• _EXERCISE_: Copy the data below line for line, changing nothing.

• _EXERCISE INPUT_:
^^^^

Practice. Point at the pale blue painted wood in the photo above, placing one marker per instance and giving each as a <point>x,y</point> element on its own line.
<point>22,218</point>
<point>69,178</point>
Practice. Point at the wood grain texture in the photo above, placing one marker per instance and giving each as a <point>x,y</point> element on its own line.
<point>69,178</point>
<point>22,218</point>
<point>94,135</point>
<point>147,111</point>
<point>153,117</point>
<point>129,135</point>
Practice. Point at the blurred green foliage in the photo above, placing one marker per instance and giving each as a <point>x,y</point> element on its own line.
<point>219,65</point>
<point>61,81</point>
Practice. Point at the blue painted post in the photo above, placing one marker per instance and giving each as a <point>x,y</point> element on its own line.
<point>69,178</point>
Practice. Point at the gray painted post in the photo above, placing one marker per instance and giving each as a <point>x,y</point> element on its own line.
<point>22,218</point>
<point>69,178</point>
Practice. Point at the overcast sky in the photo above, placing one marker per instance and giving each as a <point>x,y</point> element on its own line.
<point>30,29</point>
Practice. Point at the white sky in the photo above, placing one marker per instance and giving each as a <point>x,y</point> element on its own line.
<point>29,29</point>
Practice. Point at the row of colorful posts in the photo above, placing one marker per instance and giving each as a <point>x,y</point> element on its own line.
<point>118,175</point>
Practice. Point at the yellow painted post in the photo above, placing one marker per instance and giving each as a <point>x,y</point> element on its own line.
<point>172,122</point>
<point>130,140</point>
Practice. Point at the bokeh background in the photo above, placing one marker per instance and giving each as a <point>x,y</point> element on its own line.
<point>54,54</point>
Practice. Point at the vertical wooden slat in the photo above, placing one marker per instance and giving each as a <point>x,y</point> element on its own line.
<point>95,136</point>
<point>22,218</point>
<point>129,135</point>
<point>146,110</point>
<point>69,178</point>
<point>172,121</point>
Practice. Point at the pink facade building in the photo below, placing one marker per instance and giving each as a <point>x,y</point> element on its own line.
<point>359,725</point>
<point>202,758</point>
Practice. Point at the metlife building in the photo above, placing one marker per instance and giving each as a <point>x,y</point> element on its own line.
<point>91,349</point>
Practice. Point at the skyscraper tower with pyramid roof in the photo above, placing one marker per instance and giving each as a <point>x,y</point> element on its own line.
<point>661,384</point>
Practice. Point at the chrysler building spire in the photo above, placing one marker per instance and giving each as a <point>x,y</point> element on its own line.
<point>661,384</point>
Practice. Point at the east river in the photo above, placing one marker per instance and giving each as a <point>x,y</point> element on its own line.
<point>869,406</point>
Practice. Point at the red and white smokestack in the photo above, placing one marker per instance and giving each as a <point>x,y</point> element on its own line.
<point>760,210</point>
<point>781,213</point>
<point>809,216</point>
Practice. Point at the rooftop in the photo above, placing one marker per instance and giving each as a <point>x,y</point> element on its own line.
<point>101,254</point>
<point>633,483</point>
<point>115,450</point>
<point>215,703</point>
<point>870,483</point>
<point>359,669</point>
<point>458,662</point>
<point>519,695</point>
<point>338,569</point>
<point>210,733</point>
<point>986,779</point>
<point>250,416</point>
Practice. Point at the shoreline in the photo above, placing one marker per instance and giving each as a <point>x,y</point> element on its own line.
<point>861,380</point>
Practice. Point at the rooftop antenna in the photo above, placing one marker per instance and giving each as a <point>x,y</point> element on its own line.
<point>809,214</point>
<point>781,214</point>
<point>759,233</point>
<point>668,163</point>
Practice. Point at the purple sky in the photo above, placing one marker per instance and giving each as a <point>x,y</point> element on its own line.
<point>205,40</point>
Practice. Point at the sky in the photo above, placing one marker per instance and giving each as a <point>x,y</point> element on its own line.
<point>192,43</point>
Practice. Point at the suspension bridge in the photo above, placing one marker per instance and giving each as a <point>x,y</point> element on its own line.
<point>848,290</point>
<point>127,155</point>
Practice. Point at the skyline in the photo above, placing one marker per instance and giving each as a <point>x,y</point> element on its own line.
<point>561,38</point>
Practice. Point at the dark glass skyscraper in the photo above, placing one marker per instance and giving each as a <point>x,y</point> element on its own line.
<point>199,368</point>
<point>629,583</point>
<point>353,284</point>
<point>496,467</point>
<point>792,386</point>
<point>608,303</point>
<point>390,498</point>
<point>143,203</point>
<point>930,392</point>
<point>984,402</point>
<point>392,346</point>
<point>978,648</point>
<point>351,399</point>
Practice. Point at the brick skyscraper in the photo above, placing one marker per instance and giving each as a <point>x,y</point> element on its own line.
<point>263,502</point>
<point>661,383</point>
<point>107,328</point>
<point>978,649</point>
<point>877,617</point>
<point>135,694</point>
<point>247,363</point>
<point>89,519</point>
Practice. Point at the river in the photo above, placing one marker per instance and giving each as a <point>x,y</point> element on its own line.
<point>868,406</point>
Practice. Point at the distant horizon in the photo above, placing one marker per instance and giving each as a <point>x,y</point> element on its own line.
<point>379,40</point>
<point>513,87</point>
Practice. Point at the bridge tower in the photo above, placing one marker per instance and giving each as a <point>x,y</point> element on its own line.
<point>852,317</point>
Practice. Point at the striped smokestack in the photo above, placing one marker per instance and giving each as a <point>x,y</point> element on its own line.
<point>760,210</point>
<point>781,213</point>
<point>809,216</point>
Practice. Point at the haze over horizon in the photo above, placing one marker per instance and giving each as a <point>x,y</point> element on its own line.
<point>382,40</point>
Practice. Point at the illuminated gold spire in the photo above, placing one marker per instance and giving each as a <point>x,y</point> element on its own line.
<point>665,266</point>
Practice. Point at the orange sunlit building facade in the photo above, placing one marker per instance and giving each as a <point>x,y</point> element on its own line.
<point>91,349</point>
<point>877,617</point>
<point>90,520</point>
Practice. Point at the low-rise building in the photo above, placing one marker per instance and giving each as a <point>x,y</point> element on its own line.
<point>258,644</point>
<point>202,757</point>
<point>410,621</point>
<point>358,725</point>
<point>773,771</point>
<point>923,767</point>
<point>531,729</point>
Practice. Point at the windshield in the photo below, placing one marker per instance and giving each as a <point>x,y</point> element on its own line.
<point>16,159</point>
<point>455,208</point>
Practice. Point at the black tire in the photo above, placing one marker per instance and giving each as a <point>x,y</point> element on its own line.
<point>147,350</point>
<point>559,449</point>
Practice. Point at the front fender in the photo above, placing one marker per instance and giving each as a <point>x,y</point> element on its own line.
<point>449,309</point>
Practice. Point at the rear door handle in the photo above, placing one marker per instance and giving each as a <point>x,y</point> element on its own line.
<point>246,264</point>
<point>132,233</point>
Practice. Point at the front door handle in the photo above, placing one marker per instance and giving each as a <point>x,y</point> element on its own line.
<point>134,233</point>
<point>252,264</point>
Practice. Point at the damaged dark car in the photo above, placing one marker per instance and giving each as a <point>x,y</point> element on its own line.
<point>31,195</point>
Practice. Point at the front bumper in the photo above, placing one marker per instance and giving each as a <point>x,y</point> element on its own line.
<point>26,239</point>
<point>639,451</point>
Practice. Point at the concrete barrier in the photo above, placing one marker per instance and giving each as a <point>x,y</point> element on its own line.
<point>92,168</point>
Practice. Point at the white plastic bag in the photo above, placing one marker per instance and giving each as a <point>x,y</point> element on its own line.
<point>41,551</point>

^^^^

• _RESPONSE_:
Practice. Point at the pale blue painted wood in the photo above, placing one marker per instance and giving each as a <point>x,y</point> element on its own line.
<point>22,218</point>
<point>69,178</point>
Practice. Point at the wood grain texture in the photo above, placing one marker per instance and giving each as a <point>x,y</point> element on its own line.
<point>69,178</point>
<point>22,218</point>
<point>94,135</point>
<point>147,111</point>
<point>153,117</point>
<point>129,135</point>
Practice. Point at the blurred green foliage in the photo above, placing one marker per instance and giving each as a <point>x,y</point> element on its own line.
<point>219,65</point>
<point>61,81</point>
Practice. Point at the blue painted post in the photo above, placing one marker per instance and giving each as a <point>x,y</point> element on its own line.
<point>69,178</point>
Practice. Point at the gray painted post in the photo above, placing one marker per instance and giving each as a <point>x,y</point> element on its own line.
<point>22,218</point>
<point>69,178</point>
Practice. Point at the overcast sky in the photo above, placing one marker per instance and giving each as a <point>x,y</point> element on its own line.
<point>30,29</point>
Practice. Point at the white sky in the photo above, placing one marker per instance and giving each as a <point>x,y</point> element on its own line.
<point>29,29</point>
Practice. Point at the row of colorful posts in the photo above, placing one marker per instance and giving each as a <point>x,y</point> element on its own line.
<point>118,175</point>
Practice. Point at the yellow painted post in the photo above, placing one marker per instance and giving each as a <point>x,y</point> element on its own line.
<point>172,122</point>
<point>130,140</point>
Practice. Point at the bokeh background in the photo above, placing one marker per instance and giving each as a <point>x,y</point> element on its own line.
<point>54,54</point>
Practice. Point at the vertical wooden slat in the photo above, placing one marker per instance and giving each as a <point>x,y</point> element on its own line.
<point>95,136</point>
<point>22,218</point>
<point>129,135</point>
<point>146,110</point>
<point>69,178</point>
<point>172,121</point>
Practice. Point at the pink facade building in the photo below, placing one marker per instance and giving each as a <point>x,y</point> element on its own line.
<point>359,725</point>
<point>202,758</point>
Practice. Point at the metlife building in the photo above, placing one marker per instance and giving each as a <point>x,y</point> element on its own line.
<point>91,349</point>
Practice. Point at the skyscraper tower with pyramid roof in the photo above, placing one marker per instance and giving each as a <point>x,y</point> element on its own line.
<point>661,384</point>
Practice. Point at the chrysler building spire in the photo above, placing one marker per instance and giving each as a <point>x,y</point> element on its own line.
<point>661,384</point>
Practice. Point at the east river in the photo above, placing one marker per instance and giving each as a <point>x,y</point> element on its own line.
<point>869,406</point>
Practice. Point at the red and white smokestack in the photo above, placing one marker per instance and giving each as a <point>x,y</point> element on its own line.
<point>760,210</point>
<point>781,213</point>
<point>809,216</point>
Practice. Point at the rooftop in the photo above, placing one marker per instance and giving each as a <point>x,y</point> element on its own line.
<point>101,254</point>
<point>633,483</point>
<point>115,450</point>
<point>215,703</point>
<point>870,483</point>
<point>359,669</point>
<point>458,662</point>
<point>519,695</point>
<point>338,569</point>
<point>210,733</point>
<point>986,779</point>
<point>250,416</point>
Practice. Point at the shoreline in the photo above, placing one marker per instance and giving each as a <point>x,y</point> element on its own line.
<point>861,380</point>
Practice. Point at the rooftop antenna in the photo above, placing one marker per instance and giving each as a <point>x,y</point> element on its own line.
<point>809,214</point>
<point>781,214</point>
<point>759,233</point>
<point>668,163</point>
Practice. Point at the purple sky in the photo above, placing one marker per instance and giving each as a <point>x,y</point> element on its own line.
<point>205,40</point>
Practice. Point at the sky in the photo above, placing one marker per instance and giving each as a <point>x,y</point> element on its own line.
<point>192,43</point>
Practice. Point at the suspension bridge in the photo above, placing one marker per instance and giving each as a <point>x,y</point> element on its own line.
<point>848,290</point>
<point>127,155</point>
Practice. Point at the skyline in the photo above, placing one marker per instance and giving each as a <point>x,y</point> element on its own line.
<point>561,38</point>
Practice. Point at the dark glass skyscraper in the photo above, placing one marker per instance and giving each as a <point>x,y</point> element on its own line.
<point>199,368</point>
<point>629,583</point>
<point>353,284</point>
<point>496,467</point>
<point>792,386</point>
<point>608,303</point>
<point>390,498</point>
<point>143,203</point>
<point>930,392</point>
<point>984,402</point>
<point>392,346</point>
<point>978,648</point>
<point>351,399</point>
Practice. Point at the brick skyscraper in the photo above, placing one marker per instance and giving each as a <point>x,y</point> element on its own line.
<point>263,502</point>
<point>661,383</point>
<point>107,328</point>
<point>978,649</point>
<point>877,617</point>
<point>135,694</point>
<point>247,363</point>
<point>89,519</point>
Practice. Point at the river in the photo above, placing one marker per instance and giving each as a <point>x,y</point> element on its own line.
<point>868,406</point>
Practice. Point at the distant horizon in the photo above, placing one marker per instance and giving each as a <point>x,y</point> element on its own line.
<point>379,40</point>
<point>513,87</point>
Practice. Point at the bridge tower in the photo above, placing one marker per instance and giving each as a <point>x,y</point> element on its own line.
<point>852,317</point>
Practice. Point at the striped smokestack in the photo above, placing one marker per instance and giving each as a <point>x,y</point> element on its own line.
<point>760,210</point>
<point>781,213</point>
<point>809,216</point>
Practice. Point at the haze over horizon in the photo above, placing one marker per instance and giving each as a <point>x,y</point> element on its own line.
<point>382,40</point>
Practice. Point at the illuminated gold spire in the photo above, placing one marker per instance and giving each as a <point>x,y</point> element on its own line.
<point>665,266</point>
Practice. Point at the orange sunlit building facade in the photo above, placing one marker per instance and giving each as a <point>x,y</point> element on its own line.
<point>91,349</point>
<point>877,617</point>
<point>90,520</point>
Practice. Point at the low-rise building in the photo above, placing one marker per instance and giving each as a <point>x,y</point> element on its own line.
<point>258,644</point>
<point>202,757</point>
<point>410,621</point>
<point>358,725</point>
<point>773,771</point>
<point>923,767</point>
<point>531,729</point>
Practice. Point at the windshield in the photo below, placing one marker per instance and giving each as a <point>x,y</point> element on its own line.
<point>16,159</point>
<point>455,208</point>
Practice. Point at the black tire in the photo above, placing one marker per instance and giving each as a <point>x,y</point> element on its own line.
<point>147,350</point>
<point>559,449</point>
Practice. Point at the front fender in the photo above, placing one marker per instance and giving each as a <point>x,y</point> element on its own line.
<point>449,309</point>
Practice. Point at the rear door handle in the photo above, placing one marker per instance and giving each as a <point>x,y</point> element on its own line.
<point>246,264</point>
<point>132,233</point>
Practice. Point at the front door handle in the photo above, placing one marker per instance and giving each as a <point>x,y</point> element on its own line.
<point>134,233</point>
<point>252,264</point>
Practice. Point at the damaged dark car in the photo above, placing one marker per instance and giving each as a <point>x,y</point> element on its own line.
<point>31,195</point>
Practice. Point at the front bumper in the photo above, placing one marker per instance and giving each as a <point>x,y</point> element on its own line.
<point>26,239</point>
<point>639,451</point>
Practice. Point at the concrete barrier in the photo above, placing one marker per instance and giving each as a <point>x,y</point> element on its own line.
<point>92,168</point>
Practice. Point at the white plastic bag in the photo above, placing one marker per instance and giving each as a <point>x,y</point> element on its own line.
<point>41,551</point>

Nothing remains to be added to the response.